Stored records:
• • •

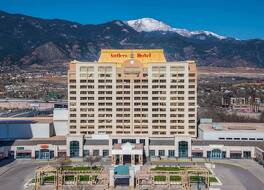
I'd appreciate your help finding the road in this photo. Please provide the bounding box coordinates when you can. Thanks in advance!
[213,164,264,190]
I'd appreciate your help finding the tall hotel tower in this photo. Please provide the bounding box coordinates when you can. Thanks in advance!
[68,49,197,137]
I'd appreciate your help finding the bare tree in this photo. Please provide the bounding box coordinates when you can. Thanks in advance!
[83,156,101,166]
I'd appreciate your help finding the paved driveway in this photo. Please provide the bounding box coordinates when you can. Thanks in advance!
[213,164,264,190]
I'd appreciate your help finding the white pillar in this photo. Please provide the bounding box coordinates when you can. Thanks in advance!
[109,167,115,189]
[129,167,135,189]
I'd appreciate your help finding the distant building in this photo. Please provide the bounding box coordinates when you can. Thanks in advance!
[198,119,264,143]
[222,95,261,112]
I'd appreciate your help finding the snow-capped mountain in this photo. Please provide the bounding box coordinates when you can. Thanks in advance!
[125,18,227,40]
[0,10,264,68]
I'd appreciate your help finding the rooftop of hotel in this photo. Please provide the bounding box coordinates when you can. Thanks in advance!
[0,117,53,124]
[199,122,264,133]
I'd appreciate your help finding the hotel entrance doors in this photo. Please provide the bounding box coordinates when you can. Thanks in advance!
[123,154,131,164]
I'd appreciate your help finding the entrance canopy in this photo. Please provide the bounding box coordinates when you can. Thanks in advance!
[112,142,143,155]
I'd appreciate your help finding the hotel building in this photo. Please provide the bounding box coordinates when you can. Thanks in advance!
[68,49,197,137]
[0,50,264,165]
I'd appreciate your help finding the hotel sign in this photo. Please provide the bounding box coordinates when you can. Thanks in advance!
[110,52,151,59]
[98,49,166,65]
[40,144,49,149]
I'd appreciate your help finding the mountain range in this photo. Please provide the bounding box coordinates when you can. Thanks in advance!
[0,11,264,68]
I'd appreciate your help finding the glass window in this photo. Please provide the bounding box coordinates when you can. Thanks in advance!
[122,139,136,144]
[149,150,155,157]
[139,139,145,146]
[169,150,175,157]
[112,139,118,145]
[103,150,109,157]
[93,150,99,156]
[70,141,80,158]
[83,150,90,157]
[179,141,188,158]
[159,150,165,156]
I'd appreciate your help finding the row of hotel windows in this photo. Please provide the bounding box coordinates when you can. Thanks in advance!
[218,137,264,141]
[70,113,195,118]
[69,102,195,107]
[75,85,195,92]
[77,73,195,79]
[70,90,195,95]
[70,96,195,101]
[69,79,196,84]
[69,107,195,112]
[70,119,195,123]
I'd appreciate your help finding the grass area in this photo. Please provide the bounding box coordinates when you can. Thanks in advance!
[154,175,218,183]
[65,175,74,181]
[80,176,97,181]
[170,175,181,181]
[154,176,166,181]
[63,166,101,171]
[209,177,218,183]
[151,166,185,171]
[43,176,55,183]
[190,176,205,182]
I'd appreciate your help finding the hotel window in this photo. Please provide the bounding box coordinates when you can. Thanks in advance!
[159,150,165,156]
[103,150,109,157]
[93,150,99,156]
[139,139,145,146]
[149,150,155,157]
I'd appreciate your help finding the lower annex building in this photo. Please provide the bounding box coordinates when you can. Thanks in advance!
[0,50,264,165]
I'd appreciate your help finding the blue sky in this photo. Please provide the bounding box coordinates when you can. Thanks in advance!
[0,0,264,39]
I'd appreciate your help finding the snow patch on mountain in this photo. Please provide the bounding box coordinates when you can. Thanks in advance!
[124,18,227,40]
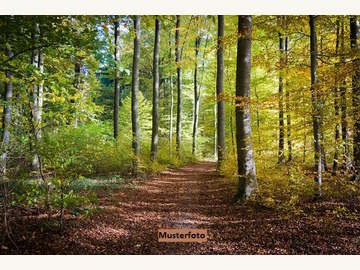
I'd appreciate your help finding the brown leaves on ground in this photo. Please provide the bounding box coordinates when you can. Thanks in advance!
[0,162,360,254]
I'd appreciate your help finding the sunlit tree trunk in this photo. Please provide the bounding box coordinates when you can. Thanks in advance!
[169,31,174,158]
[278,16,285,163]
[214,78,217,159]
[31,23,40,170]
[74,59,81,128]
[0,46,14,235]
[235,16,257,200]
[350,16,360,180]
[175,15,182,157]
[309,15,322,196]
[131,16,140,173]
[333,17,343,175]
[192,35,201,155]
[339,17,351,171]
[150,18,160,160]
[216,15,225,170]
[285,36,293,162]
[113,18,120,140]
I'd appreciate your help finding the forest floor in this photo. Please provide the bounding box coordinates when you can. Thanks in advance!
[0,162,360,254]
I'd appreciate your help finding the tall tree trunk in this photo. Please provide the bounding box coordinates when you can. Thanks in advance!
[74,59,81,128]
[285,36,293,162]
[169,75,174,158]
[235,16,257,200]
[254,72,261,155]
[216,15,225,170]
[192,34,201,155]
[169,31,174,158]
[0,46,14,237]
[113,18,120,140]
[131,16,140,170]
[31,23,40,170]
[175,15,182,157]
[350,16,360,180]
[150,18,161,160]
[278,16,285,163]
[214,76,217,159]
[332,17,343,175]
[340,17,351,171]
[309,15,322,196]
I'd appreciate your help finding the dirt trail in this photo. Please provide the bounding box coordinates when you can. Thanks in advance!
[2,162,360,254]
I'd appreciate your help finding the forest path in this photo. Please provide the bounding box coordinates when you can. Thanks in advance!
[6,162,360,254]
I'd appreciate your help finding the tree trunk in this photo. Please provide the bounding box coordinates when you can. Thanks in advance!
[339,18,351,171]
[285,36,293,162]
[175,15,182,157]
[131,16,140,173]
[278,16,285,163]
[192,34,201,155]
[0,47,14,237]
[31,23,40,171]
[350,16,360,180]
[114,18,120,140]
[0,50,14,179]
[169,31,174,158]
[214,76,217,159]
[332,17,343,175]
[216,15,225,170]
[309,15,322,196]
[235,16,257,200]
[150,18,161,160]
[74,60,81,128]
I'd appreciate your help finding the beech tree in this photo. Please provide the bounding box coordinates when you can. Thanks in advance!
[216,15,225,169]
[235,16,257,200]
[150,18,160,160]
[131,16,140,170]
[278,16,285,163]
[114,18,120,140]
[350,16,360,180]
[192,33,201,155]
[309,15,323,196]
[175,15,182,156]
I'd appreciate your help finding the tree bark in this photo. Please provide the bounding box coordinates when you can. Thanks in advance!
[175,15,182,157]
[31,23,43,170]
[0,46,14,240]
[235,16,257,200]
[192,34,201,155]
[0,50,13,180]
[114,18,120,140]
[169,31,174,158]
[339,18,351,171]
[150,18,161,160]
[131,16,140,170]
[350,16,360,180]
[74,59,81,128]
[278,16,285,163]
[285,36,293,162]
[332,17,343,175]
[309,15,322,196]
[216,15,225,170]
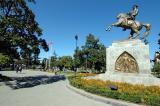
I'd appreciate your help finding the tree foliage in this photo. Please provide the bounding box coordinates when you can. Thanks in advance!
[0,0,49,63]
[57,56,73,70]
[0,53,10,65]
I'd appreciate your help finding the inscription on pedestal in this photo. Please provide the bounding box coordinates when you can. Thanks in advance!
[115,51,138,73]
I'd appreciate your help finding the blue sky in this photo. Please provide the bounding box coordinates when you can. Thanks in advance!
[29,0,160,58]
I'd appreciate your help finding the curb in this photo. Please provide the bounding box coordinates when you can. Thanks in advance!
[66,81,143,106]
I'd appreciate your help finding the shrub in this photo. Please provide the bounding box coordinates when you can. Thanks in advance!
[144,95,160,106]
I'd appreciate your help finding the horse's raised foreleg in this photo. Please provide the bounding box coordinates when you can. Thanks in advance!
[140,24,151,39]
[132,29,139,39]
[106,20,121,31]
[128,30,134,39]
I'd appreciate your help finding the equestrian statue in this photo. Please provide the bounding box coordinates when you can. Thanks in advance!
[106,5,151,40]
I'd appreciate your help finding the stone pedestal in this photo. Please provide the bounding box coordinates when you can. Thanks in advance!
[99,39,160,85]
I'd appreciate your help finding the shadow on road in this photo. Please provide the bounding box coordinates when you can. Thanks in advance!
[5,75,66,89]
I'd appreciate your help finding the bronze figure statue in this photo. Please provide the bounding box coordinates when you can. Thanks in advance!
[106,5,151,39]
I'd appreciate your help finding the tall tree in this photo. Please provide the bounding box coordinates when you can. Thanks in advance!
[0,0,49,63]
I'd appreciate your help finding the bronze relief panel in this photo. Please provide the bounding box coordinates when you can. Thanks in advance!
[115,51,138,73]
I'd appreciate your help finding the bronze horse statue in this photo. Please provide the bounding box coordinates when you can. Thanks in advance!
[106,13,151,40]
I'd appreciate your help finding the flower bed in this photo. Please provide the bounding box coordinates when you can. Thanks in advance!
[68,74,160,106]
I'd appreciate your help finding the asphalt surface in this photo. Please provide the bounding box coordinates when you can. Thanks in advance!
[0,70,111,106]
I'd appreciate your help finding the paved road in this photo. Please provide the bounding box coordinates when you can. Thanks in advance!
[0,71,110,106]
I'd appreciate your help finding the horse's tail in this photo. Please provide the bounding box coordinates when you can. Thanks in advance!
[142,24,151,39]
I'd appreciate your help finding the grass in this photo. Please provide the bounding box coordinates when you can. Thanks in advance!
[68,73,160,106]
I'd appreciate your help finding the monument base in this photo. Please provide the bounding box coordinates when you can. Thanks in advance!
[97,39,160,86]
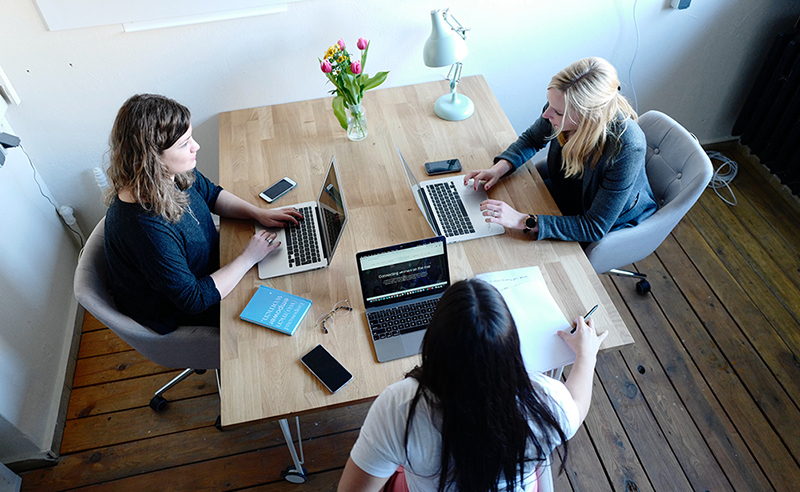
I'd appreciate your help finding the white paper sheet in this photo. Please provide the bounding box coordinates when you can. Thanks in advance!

• • •

◆ What is needed: Please extract the stretch of the records from the line containing "I'd appreciate your help finding the beech" through the line containing "[99,39,160,85]", both included, reproducing each line verbatim. Omit the pictures from your answer.

◆ Output for this exercise:
I'd appreciate your help finding the beech tree in this photo. Please provide the bounding box coordinates when you can. Thanks in advance!
[216,15,225,169]
[235,16,257,200]
[150,18,160,160]
[131,16,140,170]
[278,16,285,163]
[114,18,120,140]
[350,16,360,180]
[192,33,201,155]
[309,15,323,196]
[175,15,182,156]
I'd appreciate your help finding the tree bark in this photo. Please provide the bounding box coordinates when you can. Thanks in advance!
[175,15,182,157]
[31,23,43,170]
[0,46,14,240]
[235,16,257,200]
[192,34,201,155]
[0,50,13,180]
[114,18,120,140]
[169,31,174,158]
[339,18,351,171]
[150,18,161,160]
[131,16,140,170]
[350,16,360,180]
[74,59,81,128]
[278,16,285,163]
[285,36,293,162]
[332,17,343,175]
[309,15,322,196]
[216,15,225,170]
I'd appreciate your help finding the tree foliage in this photo. Please provide the bounding box coordinates when you can. Thanks in advance!
[0,0,49,63]
[57,56,73,70]
[0,53,10,65]
I'd appreciate your help finding the inscription on pedestal in this photo. Please provide the bounding box coordinates when you can. Thanks in advance!
[115,51,138,73]
I'd appreciate your help finding the blue sky in this photo. Please provide the bounding box coordinates when you can. Thanks in advance!
[29,0,160,58]
I'd appreciate your help finding the curb in this photo. Please provide the bounding box coordinates when you can. Thanks in advance!
[66,81,143,106]
I'd appreciate your help finding the shrub in this photo. Please provide the bounding box coordinates when you can. Thanks in advance!
[144,95,160,106]
I'd appreciate your help finding the horse's raised foreleg in this photo. Please provide the bounding box coordinates when you can. Thanks in advance!
[140,24,151,39]
[132,29,139,39]
[106,20,121,31]
[128,30,134,39]
I'd appreciate your help finding the equestrian statue in this photo. Please provide the bounding box coordinates when you can. Thanks in advance!
[106,5,151,40]
I'd appreciate your help finding the stone pedestal in this photo. Please provide the bounding box coordinates when you can. Thanks in advance!
[99,39,160,85]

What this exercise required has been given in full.